- Document passage:
Remotely retained

On Tuesday, as a part of our Digital Communications Management module, we were asked to work remotely in one room, on one project. The basic premise was that we were to answer a difficult question on social network analysis. We were to only use the online tools available to us and if needed we could use chat functions on our phones, Facebook or whatever we could access. We weren’t allowed to talk to one another. Clever.

Our ‘learning outcome’ was to see if we could produce and deliver a presentation answering the question without actually talking to one another. We sat in silence for four hours, working collaboratively as though we were spread out around the country. The key element was to check on the usefulness of the online tools and critique the process. The question was irrelevant. I decided to write this as I have experience in homeworking…

Then this happened.

This is beautiful, touching and hilarious.  That the dad, one Robert Kelly, South Asian security expert, valiantly managed to continue without cracking a smile is a credit to his professionalism  There are so many amazing things about this video.

- Record extracts:
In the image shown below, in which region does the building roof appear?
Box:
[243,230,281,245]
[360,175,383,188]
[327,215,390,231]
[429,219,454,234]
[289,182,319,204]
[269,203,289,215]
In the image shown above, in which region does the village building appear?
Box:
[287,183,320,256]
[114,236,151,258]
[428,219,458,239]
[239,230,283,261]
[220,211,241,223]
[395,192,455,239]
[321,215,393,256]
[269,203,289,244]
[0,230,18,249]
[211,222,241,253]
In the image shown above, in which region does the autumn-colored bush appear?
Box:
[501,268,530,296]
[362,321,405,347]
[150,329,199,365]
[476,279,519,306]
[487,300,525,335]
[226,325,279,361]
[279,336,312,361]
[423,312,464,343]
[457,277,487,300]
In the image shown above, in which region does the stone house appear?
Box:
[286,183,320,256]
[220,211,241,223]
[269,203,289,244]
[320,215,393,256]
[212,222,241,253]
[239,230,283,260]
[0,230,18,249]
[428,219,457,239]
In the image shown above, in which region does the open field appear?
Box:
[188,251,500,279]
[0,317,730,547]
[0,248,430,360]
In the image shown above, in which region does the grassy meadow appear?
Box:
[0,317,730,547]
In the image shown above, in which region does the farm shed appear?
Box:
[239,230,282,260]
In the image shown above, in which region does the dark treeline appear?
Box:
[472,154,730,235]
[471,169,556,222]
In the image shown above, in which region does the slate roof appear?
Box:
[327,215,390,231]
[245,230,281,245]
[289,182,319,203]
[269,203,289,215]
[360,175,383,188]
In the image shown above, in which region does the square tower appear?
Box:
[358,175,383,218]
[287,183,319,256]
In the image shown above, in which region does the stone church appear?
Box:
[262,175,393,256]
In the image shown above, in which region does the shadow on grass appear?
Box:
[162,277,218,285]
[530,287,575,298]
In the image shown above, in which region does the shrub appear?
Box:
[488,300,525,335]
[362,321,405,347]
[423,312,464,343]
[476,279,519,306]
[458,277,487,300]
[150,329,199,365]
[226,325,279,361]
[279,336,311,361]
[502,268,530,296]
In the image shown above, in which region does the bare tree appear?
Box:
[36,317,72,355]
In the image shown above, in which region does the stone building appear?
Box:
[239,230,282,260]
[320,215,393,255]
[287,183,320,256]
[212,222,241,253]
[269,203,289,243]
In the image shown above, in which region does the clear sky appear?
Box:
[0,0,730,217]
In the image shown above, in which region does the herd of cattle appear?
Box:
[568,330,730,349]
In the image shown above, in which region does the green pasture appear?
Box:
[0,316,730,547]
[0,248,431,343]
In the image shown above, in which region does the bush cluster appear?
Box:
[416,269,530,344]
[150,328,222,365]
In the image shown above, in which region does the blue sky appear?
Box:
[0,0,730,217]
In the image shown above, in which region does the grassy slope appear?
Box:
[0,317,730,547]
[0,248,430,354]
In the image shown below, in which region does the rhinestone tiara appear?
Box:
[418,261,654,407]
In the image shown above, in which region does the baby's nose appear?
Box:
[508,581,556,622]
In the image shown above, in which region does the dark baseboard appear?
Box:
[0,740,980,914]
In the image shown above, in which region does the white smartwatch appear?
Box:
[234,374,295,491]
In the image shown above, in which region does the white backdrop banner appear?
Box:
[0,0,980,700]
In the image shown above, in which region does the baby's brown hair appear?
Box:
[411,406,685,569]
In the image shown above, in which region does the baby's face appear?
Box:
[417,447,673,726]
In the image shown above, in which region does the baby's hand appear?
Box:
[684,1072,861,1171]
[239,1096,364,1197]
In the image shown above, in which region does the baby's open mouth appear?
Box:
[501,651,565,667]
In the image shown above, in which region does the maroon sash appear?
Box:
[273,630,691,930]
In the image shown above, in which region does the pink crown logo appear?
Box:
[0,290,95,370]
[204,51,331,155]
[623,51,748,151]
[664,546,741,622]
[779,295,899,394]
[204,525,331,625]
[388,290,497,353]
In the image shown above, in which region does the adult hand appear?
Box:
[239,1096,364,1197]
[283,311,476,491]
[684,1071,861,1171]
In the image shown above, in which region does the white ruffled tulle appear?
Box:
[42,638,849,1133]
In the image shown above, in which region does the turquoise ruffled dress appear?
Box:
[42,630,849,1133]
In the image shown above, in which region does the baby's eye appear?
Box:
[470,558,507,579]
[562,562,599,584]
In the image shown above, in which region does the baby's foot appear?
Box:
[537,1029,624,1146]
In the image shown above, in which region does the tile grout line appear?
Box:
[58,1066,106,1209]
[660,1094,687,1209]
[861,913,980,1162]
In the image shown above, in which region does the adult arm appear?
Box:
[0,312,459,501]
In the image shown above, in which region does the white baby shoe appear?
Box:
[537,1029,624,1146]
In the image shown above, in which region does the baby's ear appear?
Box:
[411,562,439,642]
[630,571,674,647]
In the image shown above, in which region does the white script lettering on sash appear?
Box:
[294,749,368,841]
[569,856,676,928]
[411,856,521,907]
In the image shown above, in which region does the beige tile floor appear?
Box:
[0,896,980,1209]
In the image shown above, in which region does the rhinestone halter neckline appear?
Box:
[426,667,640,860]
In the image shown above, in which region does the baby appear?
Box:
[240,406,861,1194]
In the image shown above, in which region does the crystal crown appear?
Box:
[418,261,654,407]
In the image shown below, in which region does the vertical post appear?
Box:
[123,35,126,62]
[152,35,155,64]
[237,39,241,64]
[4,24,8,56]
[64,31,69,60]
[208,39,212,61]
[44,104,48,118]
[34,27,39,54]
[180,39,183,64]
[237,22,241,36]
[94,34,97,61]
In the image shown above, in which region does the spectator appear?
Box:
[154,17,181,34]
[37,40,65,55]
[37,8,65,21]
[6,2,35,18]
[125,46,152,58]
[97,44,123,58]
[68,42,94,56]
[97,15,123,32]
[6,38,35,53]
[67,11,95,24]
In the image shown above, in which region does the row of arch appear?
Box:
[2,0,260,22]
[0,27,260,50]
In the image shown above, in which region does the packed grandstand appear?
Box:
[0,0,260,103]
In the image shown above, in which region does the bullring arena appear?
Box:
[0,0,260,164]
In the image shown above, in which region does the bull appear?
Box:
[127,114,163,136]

- What to work on:
A. According to the remote-working post, why did the author decide to write it? Answer in one to three sentences.
B. Answer the following questions from the remote-working post.
(i) On which day were the students asked to work remotely in one room?
(ii) For how long did they sit in silence?
(iii) How does the post describe Robert Kelly's field of expertise?
C. State whether each statement agrees with the remote-working post, and quote the words that decide it.
(i) Students were permitted to speak to one another during the exercise.
(ii) The question to be answered concerned social network analysis.
(iii) The question itself was the key element of the exercise.

- Expected outputs:
A. The author decided to write the post because of having experience in homeworking.

B.
(i) Tuesday
(ii) Four hours
(iii) He is a South Asian security expert.

C.
(i) No: "We weren’t allowed to talk to one another."
(ii) Yes: "answer a difficult question on social network analysis"
(iii) No: "The question was irrelevant."